**What to produce:**
Below this line is a set of entries; quote exactly the lines from the line that contains "Target: blue racing suit" to the line that contains "of the black", both lines included.

**Data to examine:**
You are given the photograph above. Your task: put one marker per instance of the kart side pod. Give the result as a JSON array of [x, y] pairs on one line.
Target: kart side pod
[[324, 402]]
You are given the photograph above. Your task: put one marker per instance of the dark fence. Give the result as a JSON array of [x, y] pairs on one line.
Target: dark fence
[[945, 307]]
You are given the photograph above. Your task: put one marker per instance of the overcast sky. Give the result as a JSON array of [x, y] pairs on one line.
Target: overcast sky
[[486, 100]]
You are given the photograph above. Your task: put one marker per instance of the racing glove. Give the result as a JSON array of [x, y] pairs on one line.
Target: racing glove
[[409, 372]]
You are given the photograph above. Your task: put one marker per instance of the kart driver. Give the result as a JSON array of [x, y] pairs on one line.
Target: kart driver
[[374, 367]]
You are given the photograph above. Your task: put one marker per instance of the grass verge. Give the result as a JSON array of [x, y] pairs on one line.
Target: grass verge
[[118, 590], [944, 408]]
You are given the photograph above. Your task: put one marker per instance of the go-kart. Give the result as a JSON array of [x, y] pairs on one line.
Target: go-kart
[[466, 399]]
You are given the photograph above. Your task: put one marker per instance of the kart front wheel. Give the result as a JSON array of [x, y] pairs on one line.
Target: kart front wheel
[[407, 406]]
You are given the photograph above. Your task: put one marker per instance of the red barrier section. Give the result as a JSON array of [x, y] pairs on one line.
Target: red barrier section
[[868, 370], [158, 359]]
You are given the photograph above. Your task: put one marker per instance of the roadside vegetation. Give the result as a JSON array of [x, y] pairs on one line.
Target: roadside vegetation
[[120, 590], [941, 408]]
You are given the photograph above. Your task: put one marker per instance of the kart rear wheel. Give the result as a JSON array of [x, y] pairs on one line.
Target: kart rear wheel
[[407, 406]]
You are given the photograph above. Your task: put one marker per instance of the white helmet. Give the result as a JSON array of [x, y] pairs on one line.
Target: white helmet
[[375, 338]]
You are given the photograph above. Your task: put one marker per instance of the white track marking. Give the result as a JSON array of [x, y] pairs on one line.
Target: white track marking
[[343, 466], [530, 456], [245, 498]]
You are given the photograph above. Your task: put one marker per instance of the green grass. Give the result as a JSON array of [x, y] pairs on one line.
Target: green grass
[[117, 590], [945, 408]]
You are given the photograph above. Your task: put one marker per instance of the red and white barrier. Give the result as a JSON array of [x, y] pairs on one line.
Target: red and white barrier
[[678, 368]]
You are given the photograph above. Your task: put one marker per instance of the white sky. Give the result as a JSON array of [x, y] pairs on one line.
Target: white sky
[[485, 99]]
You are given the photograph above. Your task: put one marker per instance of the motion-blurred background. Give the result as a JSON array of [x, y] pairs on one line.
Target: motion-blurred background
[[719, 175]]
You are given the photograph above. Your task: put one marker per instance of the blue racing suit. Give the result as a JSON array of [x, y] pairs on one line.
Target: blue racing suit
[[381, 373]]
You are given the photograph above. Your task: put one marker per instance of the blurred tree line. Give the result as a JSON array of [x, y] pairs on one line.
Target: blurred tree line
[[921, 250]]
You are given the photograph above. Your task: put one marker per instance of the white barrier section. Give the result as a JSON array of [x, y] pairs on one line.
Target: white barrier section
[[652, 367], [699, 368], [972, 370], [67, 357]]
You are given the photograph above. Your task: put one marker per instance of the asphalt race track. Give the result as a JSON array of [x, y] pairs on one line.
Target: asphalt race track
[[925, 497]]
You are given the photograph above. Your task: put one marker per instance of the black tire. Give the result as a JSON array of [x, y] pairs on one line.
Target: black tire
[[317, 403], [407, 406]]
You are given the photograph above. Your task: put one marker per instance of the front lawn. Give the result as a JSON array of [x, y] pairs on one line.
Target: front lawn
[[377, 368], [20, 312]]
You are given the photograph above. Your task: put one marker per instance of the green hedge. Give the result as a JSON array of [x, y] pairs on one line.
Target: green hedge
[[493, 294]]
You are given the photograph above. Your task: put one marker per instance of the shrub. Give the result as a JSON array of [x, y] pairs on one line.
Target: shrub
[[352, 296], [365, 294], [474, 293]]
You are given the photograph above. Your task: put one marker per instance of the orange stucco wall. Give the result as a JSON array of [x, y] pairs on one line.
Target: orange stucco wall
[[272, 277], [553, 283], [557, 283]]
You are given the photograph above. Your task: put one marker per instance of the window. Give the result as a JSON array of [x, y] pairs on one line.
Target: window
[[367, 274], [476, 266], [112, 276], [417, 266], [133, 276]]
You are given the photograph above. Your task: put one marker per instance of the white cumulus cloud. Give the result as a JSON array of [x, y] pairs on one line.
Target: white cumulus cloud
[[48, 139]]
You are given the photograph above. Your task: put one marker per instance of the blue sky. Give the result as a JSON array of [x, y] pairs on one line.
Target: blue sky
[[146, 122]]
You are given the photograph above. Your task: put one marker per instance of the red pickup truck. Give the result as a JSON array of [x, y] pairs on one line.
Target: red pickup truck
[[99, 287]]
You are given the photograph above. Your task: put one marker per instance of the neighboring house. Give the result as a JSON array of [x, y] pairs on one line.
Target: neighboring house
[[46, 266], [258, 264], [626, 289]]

**Solution for this problem:**
Target: blue racing suit
[[381, 373]]
You are given the photograph above. Your task: put one marker per instance of the blurred tree line. Give the result as a JSON array of [x, y] pairs on one line.
Target: blurred tree line
[[921, 250]]
You are given the photograph above. Your task: put one marker per instance of the white barrier section. Give the result as a JSON array of [x, y] pairs on one line.
Target: white barrier section
[[652, 367], [699, 368], [972, 370], [67, 357]]
You are given the photograph above. Your task: put one marker per instance of the asphalt race track. Give the result as a JSON array of [x, y] pairs on one line.
Target: asphalt race track
[[925, 497]]
You are given the photograph above. Your task: put one marker per instance of the black tire. Give the result as a JSON array of [x, y] pairs on one line.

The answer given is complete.